— Start of ARTICLE —

Fast, visual, fun, and a hint of edge: The PEOPLE app reimagines celebrity storytelling for the habits and expectations of a new generation.
Big Medium guided product strategy and interaction design for PEOPLE’s mobile app, in close collaboration with a super-sharp innovation team at parent company Dotdash Meredith (DDM).
And wow—the app is fun! It transforms human-interest journalism into something we call atomic storytelling: it distills stories down to powerful scenes and moments, delivered in a fast-tempo, gloriously visual format. What might have been a 500-word article on the web becomes a punchy 15-second video or a four-frame storyboard. It’s rocket fuel for the celeb-obsessed: everything you need to know to be in the know.
The PEOPLE vibe runs throughout the experience, but with few words. We swept away most of the text to let images and video put you in intimate range of celebrities—through first-person accounts, backstage access, and quirky peeks into their lives. Offbeat features ask celebs whether hotdogs are sandwiches or what movie they streamed last.
“It’s really, really different, and it’s really, really awesome,” says Neil Vogel, CEO of DDM.
The content is breezy, the UX is dead easy, and the whole experience rides a ray of sunshine. But don’t mistake lightness for fluff; behind that ease is serious work and hard-earned insight into the future of media. Here’s the story behind the app.
The mission
Our brief: craft a novel, immersive storytelling experience tailored to modern behaviors and expectations. Where it made sense, we would embrace emerging technologies to reshape content by imagining a post-print, post-web world.
That all sounds very serious, but the main thing was—it had to be deliriously fun.
PEOPLE has a huge audience, and the brand is wildly successful across all age groups.[1] But it’s not as successful for younger audiences. Gen Z shows limited interest in traditional media formats from print and web—so what’s next for that audience? DDM wanted to look around the corner and build an experience tuned to the next generation’s media behaviors.
DDM also wanted to use the app to establish platform independence by fostering a direct audience relationship—one that doesn’t rely on SEO and the whims of platforms like Google, Facebook, Instagram, and others. Basically: what does a next-generation media property look like?
“It’s really about building a deeper connection with the audience,” says Leah Wyar, president of PEOPLE and Entertainment Weekly. The app “is designed for a new generation that wants a different kind of experience.”
So what makes that generation tick? Our combined team did a ton of qualitative and quantitative research on the 20–29 age group. (Huge props to DDM’s Emily Ennis, Kseniya Ivnitskaya, and Gabrielle Jamora who led the way.) We found several core themes for young—and young-minded—audiences:
- Deep skepticism of hierarchy and institutions. This group distrusts gatekeepers and news organizations—and values first-person accounts over third-person coverage. They want to see and hear it from the source.
- Extreme disinterest in text. In our research surveys of Gen Z, nearly a third said they had not read a web article in the past 90 days (!!): “I don’t want to read”; “I prefer videos or pictures”; “Articles are too time-consuming.”
- Personalities permeate. Connections and meaning are made through individuals—and mediated by opinionated POV.
- Attention is currency, and they know it. They understand that platforms want their time, and they feel the tug of the algorithm working to keep their attention.

— End of ARTICLE —

## [SET PROBLEM A]
In the PEOPLE app article, rewrite everything from "The mission" down to "be deliriously fun.", changing "deliriously" to "incredibly".
## [SET PROBLEM B]
Based on the PEOPLE app article, decide whether each statement is true. Answer yes or no for each and quote the words that decide it. (i) Neil Vogel is the CEO of DDM. (ii) The team's research centered on the 30–39 age group. (iii) Nearly half of the Gen Z respondents said they had not read a web article in the past 90 days.
The rows that come next aren't needed.

— Start of RECORD SET —

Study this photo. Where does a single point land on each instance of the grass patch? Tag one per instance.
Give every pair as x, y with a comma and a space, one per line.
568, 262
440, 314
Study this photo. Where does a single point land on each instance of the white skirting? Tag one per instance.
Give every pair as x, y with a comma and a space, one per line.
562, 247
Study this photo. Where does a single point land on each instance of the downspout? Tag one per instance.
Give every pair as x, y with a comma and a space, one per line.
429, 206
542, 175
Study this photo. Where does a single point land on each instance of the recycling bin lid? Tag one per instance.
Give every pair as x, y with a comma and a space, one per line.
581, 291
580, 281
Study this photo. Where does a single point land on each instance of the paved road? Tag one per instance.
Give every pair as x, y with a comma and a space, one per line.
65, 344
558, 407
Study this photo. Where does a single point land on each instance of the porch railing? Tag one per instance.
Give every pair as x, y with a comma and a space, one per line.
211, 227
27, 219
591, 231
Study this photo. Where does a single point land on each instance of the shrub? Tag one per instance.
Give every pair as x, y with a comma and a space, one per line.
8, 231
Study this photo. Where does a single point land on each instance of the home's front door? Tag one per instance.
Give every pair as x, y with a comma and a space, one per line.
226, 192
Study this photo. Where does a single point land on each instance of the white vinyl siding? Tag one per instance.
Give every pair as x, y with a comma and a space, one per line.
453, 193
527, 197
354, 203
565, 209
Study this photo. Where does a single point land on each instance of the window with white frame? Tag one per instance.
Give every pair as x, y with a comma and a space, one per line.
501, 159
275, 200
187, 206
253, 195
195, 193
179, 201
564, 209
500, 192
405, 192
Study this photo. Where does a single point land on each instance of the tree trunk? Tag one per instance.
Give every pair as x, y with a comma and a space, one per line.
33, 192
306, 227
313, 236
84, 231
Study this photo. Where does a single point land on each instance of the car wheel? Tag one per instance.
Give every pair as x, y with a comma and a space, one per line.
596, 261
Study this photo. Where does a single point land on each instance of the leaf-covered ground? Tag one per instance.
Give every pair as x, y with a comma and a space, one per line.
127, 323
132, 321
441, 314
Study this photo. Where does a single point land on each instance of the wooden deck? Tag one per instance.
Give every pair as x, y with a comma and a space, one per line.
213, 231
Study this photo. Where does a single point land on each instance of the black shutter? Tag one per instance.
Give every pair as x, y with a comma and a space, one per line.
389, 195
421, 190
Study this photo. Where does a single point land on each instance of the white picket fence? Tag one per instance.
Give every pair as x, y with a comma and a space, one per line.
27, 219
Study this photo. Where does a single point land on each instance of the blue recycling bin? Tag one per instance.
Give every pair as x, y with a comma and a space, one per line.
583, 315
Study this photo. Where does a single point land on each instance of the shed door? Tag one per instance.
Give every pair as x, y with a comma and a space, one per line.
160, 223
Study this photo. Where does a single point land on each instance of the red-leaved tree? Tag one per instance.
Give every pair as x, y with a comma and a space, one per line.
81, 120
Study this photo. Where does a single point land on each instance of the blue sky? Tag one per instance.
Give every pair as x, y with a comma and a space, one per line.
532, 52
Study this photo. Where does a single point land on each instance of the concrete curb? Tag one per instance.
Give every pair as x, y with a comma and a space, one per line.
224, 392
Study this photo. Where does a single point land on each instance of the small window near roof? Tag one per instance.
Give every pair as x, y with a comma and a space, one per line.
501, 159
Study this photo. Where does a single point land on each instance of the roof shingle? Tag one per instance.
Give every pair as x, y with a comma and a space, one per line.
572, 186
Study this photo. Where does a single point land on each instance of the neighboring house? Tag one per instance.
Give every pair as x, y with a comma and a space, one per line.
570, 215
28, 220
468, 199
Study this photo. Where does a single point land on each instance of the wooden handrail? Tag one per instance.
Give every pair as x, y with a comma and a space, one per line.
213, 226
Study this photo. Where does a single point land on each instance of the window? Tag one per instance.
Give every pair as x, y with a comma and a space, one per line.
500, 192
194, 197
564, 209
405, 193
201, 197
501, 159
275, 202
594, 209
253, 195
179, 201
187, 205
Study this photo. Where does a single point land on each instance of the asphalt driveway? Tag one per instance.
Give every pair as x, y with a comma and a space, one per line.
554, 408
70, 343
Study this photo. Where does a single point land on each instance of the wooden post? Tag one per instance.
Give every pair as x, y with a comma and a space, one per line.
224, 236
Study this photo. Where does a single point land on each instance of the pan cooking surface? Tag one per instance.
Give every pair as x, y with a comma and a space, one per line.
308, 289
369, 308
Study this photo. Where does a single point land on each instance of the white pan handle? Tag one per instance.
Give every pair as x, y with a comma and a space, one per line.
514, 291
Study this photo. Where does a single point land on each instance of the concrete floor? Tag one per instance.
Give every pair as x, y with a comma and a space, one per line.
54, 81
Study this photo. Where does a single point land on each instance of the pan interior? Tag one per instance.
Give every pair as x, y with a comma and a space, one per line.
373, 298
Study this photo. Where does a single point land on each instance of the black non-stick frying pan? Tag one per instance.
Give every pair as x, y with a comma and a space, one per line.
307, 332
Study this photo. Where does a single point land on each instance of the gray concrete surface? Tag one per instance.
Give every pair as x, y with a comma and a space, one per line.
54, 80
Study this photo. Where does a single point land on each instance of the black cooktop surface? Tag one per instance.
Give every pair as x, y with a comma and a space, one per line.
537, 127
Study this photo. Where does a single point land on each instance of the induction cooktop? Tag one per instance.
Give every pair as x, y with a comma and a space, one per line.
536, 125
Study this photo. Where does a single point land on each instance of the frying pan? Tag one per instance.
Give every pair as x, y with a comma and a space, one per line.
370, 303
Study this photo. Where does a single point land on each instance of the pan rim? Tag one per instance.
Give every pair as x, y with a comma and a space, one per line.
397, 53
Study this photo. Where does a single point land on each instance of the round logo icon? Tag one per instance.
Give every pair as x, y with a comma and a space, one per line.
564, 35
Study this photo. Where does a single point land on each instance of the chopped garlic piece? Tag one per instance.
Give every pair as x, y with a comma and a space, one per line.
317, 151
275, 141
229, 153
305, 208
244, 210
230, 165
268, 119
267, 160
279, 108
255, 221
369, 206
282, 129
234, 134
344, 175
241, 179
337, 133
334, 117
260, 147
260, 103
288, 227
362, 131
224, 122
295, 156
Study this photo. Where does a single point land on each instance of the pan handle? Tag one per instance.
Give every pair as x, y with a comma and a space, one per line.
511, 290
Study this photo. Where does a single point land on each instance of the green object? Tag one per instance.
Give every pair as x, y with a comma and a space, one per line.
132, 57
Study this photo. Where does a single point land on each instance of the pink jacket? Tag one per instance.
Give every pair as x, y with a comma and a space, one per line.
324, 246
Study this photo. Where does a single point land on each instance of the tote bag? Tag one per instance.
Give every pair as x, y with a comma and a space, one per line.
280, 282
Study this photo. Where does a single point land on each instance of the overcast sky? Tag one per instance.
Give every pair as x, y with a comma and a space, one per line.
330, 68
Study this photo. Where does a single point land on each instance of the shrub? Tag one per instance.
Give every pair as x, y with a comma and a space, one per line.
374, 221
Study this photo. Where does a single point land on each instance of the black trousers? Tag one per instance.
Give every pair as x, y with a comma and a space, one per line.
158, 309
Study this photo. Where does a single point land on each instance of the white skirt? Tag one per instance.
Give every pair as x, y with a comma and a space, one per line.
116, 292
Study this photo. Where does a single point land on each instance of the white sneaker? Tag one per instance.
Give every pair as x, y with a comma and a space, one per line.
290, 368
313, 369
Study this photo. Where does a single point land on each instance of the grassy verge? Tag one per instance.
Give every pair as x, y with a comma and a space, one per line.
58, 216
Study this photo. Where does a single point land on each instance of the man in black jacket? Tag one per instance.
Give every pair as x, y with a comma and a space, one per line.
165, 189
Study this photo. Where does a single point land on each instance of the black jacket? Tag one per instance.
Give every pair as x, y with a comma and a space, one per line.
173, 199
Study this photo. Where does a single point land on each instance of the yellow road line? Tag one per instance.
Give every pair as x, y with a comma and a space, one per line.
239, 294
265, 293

— End of RECORD SET —

## [FINISHED ANSWER A]
The mission
Our brief: craft a novel, immersive storytelling experience tailored to modern behaviors and expectations. Where it made sense, we would embrace emerging technologies to reshape content by imagining a post-print, post-web world.
That all sounds very serious, but the main thing was—it had to be incredibly fun.

## [FINISHED ANSWER B]
(i) Yes: "says Neil Vogel, CEO of DDM."
(ii) No: "did a ton of qualitative and quantitative research on the 20–29 age group."
(iii) No: "nearly a third said they had not read a web article in the past 90 days."